======== EXTRACT ========
Sales teams and solution architects know the drill: responding to RFPs (Requests for Proposal) and security questionnaires can feel like a black hole for time. A typical security questionnaire might contain hundreds of questions, delving into product architecture, data compliance, and encryption standards. Manually crafting these responses isn't just repetitive; it often leads to inconsistencies. Diligio aims to tackle this pain point with a dual-model AI system. It's not about simple template filling; it's about having two AI models cross-verify each other, ensuring every output is traceable and accurate.
How the Dual-Model System Works
Diligio's core philosophy is a 'write and verify' separation. The initial draft is handled by Anthropic's Claude Haiku 4.5, a model known for its speed in generating long-form text, making it ideal for the first pass on procedural questions. Then, Gemini 3.5 Flash steps in. Its role isn't to write, but to meticulously cross-reference Claude's answers against the enterprise's uploaded source materials—think whitepapers, data security certifications, or historical proposals. If discrepancies are found, the system either automatically corrects them or flags them for review. This pragmatic design leverages Claude's fluency while anchoring responses to real documentation through Gemini's retrieval capabilities.
The workflow typically starts with a team uploading their existing technical specifications, compliance certifications, and case studies to the Diligio platform, which then indexes them. When a new RFP arrives, you simply import the document or link, and the AI automatically breaks down the questions and matches them to your source materials. For recurring questions (like, 'Which regions does your SOC 2 report cover?'), the system remembers previous answers and prompts for updates. This is particularly useful for scenarios where the same questionnaire is repeatedly sent by different clients.
========
# TASK SET
[a] According to the Diligio article, which model checks the drafted answers against a company's uploaded source materials?
[b] Carry on the Diligio article from the point where it stops.
======== DATA EXCERPTS ========
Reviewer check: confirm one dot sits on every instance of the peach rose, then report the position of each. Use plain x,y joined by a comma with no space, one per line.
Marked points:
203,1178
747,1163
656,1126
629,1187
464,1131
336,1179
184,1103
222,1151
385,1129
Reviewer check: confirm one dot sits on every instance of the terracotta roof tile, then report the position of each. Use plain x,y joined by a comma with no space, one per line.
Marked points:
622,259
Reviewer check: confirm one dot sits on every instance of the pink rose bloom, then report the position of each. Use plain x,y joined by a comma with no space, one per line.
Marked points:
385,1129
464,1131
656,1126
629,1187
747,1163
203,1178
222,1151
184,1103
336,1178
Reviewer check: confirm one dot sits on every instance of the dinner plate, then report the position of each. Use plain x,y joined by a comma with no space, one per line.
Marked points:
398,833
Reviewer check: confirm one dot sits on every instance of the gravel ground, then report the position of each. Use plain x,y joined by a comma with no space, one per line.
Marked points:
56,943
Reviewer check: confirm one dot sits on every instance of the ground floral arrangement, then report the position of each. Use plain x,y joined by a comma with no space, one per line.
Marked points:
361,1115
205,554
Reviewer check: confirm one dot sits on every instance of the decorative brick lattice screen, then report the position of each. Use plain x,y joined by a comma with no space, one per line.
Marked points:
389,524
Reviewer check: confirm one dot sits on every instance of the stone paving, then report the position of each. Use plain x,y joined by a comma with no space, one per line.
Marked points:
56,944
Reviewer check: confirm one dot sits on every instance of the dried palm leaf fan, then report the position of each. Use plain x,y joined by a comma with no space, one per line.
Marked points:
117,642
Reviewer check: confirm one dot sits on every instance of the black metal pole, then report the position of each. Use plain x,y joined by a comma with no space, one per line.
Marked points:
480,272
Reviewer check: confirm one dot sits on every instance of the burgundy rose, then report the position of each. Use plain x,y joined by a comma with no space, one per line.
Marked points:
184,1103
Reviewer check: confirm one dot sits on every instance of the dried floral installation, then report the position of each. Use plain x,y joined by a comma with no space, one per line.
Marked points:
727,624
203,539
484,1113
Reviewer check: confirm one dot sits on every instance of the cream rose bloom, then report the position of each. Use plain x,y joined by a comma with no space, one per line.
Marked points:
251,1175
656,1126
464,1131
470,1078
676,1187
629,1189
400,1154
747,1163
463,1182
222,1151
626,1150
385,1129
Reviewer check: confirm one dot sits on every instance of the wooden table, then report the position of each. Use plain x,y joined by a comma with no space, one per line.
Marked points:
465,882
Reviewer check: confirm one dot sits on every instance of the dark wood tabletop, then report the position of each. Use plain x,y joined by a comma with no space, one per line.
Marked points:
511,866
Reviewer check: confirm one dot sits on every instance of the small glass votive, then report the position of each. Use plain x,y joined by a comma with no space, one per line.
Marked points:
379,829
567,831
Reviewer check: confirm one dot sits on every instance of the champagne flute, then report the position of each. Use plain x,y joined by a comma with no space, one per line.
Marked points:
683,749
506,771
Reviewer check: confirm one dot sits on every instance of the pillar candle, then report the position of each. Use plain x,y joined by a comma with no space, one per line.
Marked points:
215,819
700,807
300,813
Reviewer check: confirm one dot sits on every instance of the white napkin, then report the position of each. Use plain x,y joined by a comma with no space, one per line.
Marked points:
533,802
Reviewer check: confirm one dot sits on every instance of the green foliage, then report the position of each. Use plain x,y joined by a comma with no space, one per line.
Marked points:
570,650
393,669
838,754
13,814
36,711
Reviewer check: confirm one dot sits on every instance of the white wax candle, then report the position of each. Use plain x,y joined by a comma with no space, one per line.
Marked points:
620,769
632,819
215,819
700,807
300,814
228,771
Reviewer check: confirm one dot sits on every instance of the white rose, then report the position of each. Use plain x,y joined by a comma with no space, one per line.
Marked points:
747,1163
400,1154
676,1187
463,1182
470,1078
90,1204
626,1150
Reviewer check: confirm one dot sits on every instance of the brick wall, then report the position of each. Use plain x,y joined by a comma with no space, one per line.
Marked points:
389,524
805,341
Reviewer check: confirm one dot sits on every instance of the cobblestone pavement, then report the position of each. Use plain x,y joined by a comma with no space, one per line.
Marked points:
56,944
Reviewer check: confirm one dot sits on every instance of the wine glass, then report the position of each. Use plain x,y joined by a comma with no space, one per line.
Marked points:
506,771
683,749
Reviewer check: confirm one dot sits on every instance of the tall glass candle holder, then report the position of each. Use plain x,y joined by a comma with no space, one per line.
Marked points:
========
# TASK-BY-TASK ANSWERS
[a] Gemini 3.5 Flash.

[b]
Typical Use Cases: Who Benefits and Why
The most direct beneficiaries are sales engineering teams at enterprise SaaS companies. They constantly face standardized questionnaires from large client procurement departments. While the content might be similar, each response often requires manual adjustments to wording and version dates. Diligio can slash response times from days to hours, all while ensuring every answer points to the latest version of relevant documents. Imagine a cloud security firm tracking three potential clients, each sending a 50-page security questionnaire. Traditionally, this would tie up three or four people. With Diligio, one or two engineers can manage it, freeing up others for more strategic tasks.
Another significant application is in due diligence during tender processes. FinTech and healthcare companies, for instance, frequently navigate complex compliance reviews. Diligio can automatically pull financial statements, privacy policies, and data processing agreements to generate preliminary responses. Of course, the final output still requires review by legal or compliance personnel, but the AI handles 80% of the repetitive work, allowing human experts to focus on critical judgments.
Differentiating Features in a Crowded Market
- Dual-model verification: It's not just about generating text; a second model fact-checks, significantly reducing the risk of 'AI hallucinations.' This is crucial for scenarios involving compliance and liability.
- Source material binding: Every answer can be traced back to specific document paragraphs, making auditing and modifications straightforward. It's an explainable output, not a black box.
- Team collaboration friendly: Supports multiple users for simultaneous editing, commenting, and version management, fitting seamlessly into enterprise workflows.
However, there are a few points to consider. Diligio currently supports only English documents, with no clear timeline for Chinese content. Also, the dual-model architecture means calling two APIs, which might introduce a few seconds of latency compared to a single-model system. For non-real-time scenarios like RFP responses, though, a few seconds of delay is perfectly acceptable.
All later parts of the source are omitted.